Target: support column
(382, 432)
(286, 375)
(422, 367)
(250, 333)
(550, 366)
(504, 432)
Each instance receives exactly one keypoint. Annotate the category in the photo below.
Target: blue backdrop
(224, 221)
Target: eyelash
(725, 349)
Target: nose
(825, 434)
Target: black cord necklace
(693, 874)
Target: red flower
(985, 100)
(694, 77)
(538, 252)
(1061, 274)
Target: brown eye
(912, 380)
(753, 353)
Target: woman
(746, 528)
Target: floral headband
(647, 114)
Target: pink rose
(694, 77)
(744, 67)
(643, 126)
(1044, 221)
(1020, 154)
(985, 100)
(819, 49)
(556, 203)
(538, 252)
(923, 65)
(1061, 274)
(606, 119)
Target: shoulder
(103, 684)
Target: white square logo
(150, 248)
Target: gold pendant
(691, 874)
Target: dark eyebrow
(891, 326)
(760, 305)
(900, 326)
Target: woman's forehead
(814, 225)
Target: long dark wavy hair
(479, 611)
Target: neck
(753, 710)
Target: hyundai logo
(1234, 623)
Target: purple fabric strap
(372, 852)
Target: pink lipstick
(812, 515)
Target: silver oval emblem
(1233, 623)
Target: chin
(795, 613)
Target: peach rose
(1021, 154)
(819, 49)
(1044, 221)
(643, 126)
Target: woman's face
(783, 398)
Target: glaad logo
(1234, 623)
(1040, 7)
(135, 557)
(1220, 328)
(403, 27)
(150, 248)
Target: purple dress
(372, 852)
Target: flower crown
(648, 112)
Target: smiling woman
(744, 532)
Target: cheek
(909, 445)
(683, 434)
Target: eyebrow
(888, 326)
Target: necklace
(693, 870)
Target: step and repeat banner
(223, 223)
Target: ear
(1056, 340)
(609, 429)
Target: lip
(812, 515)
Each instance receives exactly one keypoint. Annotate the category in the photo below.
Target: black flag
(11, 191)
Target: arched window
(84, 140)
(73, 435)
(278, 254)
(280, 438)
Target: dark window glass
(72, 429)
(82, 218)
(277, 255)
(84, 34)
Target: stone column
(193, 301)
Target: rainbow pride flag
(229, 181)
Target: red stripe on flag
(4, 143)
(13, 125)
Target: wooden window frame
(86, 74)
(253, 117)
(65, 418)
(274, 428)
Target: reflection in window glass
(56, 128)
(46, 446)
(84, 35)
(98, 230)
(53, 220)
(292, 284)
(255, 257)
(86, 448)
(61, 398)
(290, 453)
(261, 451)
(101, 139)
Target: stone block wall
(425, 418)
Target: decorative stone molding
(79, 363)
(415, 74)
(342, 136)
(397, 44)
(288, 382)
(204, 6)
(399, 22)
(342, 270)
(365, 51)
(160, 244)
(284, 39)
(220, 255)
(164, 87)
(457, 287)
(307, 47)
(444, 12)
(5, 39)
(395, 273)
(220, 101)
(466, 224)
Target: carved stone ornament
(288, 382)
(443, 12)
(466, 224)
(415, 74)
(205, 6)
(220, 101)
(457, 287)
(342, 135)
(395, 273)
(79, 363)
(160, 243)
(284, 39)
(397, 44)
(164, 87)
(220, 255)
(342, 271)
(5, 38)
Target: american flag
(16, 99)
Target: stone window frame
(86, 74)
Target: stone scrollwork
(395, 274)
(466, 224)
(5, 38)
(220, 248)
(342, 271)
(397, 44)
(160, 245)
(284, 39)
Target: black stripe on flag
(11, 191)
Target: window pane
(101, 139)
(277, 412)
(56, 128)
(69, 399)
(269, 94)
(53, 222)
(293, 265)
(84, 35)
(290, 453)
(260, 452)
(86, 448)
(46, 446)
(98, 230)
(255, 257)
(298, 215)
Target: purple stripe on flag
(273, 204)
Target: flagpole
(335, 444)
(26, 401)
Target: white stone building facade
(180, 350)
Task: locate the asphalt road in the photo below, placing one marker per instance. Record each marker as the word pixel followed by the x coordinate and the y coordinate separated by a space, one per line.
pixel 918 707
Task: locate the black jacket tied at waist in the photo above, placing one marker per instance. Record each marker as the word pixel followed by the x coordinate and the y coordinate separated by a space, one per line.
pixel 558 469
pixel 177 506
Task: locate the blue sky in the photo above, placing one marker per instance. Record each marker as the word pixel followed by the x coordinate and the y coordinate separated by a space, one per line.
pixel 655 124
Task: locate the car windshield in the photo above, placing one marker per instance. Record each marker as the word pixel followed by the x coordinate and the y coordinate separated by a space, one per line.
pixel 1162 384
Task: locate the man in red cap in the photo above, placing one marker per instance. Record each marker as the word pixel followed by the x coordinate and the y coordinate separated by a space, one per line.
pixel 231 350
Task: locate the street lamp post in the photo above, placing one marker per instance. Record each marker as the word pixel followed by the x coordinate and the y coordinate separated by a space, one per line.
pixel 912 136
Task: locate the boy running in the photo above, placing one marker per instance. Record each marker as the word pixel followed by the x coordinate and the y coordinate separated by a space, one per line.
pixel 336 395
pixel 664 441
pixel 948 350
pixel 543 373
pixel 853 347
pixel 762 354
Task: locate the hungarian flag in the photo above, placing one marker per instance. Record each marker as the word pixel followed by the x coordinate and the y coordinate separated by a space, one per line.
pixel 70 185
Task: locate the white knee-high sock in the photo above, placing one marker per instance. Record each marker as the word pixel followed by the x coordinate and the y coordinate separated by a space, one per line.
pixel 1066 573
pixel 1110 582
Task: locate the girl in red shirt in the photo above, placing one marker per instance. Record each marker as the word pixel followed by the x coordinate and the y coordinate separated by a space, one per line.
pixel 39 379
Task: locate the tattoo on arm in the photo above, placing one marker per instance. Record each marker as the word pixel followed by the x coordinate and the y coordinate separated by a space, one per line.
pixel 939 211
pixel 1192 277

◆ ◆ ◆ ◆ ◆ ◆ ◆

_WHAT THE TASK ASKS_
Take the listing above and set it down exactly.

_EXERCISE RESULT_
Target: support column
(382, 432)
(286, 375)
(422, 367)
(250, 333)
(550, 366)
(504, 432)
Each instance receives exactly one keypoint. Annotate the category in the photo below.
Target: blue backdrop
(224, 221)
Target: eyelash
(725, 349)
Target: nose
(825, 434)
Target: black cord necklace
(693, 874)
Target: red flower
(985, 100)
(694, 77)
(538, 252)
(1061, 274)
Target: brown eye
(912, 380)
(753, 353)
Target: woman
(746, 528)
Target: floral headband
(647, 114)
Target: pink rose
(694, 77)
(744, 67)
(643, 126)
(1044, 221)
(1020, 154)
(985, 100)
(819, 49)
(556, 203)
(538, 252)
(923, 65)
(1061, 274)
(606, 119)
Target: shoulder
(103, 684)
Target: white square logo
(150, 248)
Target: gold pendant
(691, 874)
Target: dark eyebrow
(891, 326)
(760, 305)
(900, 326)
Target: woman's forehead
(814, 225)
Target: long dark wavy hair
(479, 611)
Target: neck
(753, 710)
Target: hyundai logo
(1234, 623)
Target: purple fabric strap
(372, 852)
Target: pink lipstick
(812, 515)
Target: silver oval emblem
(1233, 623)
Target: chin
(795, 613)
Target: peach rose
(1021, 154)
(819, 49)
(1044, 221)
(643, 126)
Target: woman's face
(783, 398)
Target: glaad logo
(1234, 623)
(1040, 7)
(135, 557)
(1220, 328)
(403, 27)
(150, 248)
Target: purple dress
(372, 852)
Target: flower crown
(648, 112)
Target: smiling woman
(744, 532)
Target: cheek
(909, 445)
(683, 434)
Target: eyebrow
(888, 326)
Target: necklace
(693, 870)
Target: step and repeat banner
(223, 223)
Target: ear
(1056, 340)
(609, 429)
Target: lip
(812, 515)
Each instance receives exactly one keypoint. Annotate the category in the photo below.
Target: black flag
(11, 191)
Target: arched window
(84, 140)
(73, 435)
(278, 254)
(280, 438)
Target: dark window glass
(72, 429)
(82, 218)
(277, 255)
(84, 34)
Target: stone column
(193, 301)
Target: rainbow pride flag
(229, 181)
Target: red stripe on flag
(4, 143)
(13, 125)
Target: wooden window frame
(86, 74)
(253, 117)
(65, 418)
(274, 428)
Target: reflection in window glass
(56, 128)
(46, 446)
(84, 35)
(98, 230)
(53, 220)
(292, 284)
(255, 257)
(86, 448)
(61, 398)
(290, 453)
(261, 451)
(101, 139)
Target: stone block wall
(425, 418)
Target: decorative stone molding
(79, 363)
(415, 74)
(342, 136)
(397, 44)
(288, 382)
(204, 6)
(399, 22)
(342, 270)
(365, 51)
(160, 244)
(284, 39)
(220, 255)
(164, 87)
(457, 287)
(307, 47)
(444, 12)
(5, 39)
(395, 273)
(220, 101)
(466, 224)
Target: carved stone ornament
(288, 382)
(443, 12)
(466, 224)
(415, 74)
(205, 6)
(220, 101)
(457, 287)
(342, 135)
(395, 273)
(79, 363)
(160, 243)
(284, 39)
(397, 44)
(164, 87)
(220, 255)
(342, 271)
(5, 38)
Target: american flag
(16, 99)
Target: stone window frame
(86, 74)
Target: stone scrollwork
(395, 274)
(466, 224)
(5, 38)
(220, 248)
(342, 271)
(397, 44)
(160, 245)
(284, 39)
Target: black stripe on flag
(11, 191)
Target: window pane
(101, 139)
(277, 412)
(56, 128)
(69, 399)
(269, 94)
(53, 222)
(293, 265)
(84, 35)
(290, 453)
(260, 452)
(86, 448)
(46, 446)
(98, 230)
(255, 257)
(298, 215)
Target: purple stripe on flag
(273, 204)
Target: flagpole
(335, 444)
(26, 401)
Target: white stone building facade
(180, 350)
Task: locate the asphalt road in the photo below, placing one marker per instance. Record each marker as the word pixel followed by the x coordinate and the y coordinate separated by a space, one per line.
pixel 918 707
Task: locate the black jacket tied at waist in the photo above, placing one marker per instance. Record each marker as the word pixel followed by the x coordinate and the y coordinate separated by a space, one per line.
pixel 558 469
pixel 177 506
Task: locate the blue sky in the photo above, placing one marker per instance. Record each marker as the word pixel followed by the x coordinate and the y coordinate separated by a space, one per line.
pixel 655 124
Task: locate the car windshield in the photo above, placing one marker per instance. Record each marker as the word pixel followed by the x coordinate and the y coordinate separated by a space, one per line.
pixel 1162 384
Task: locate the man in red cap in the photo above, placing one marker per instance. Record each marker as the word pixel followed by the x coordinate and the y coordinate separated by a space, one per line.
pixel 231 350
Task: locate the street lamp post in the photo above, placing one marker per instance. Record each marker as the word pixel followed by the x coordinate and the y coordinate separated by a space, one per line.
pixel 912 136
Task: locate the boy running in the photo above, placing one marker per instance. Record each marker as the word pixel followed by the x coordinate and the y coordinate separated by a space, one per line.
pixel 336 395
pixel 664 441
pixel 948 350
pixel 543 373
pixel 853 347
pixel 762 354
Task: locate the hungarian flag in the photo above, placing one marker per instance. Record each marker as the word pixel followed by the x coordinate and the y coordinate separated by a space, one per line.
pixel 70 185
Task: locate the white knee-high sock in the photo above, placing one marker per instance. Record each marker as the word pixel followed by the x coordinate and the y coordinate separated by a space, one per line.
pixel 1066 573
pixel 1110 582
Task: locate the girl in red shirt in the photo above, placing one marker per instance. Record each marker as the word pixel followed by the x coordinate and the y coordinate separated by a space, one per line.
pixel 39 379
Task: locate the tattoo on arm in the photo above, placing one marker per instance. Record each marker as the word pixel followed by the x coordinate and the y coordinate separated by a space, one per line.
pixel 939 211
pixel 1192 277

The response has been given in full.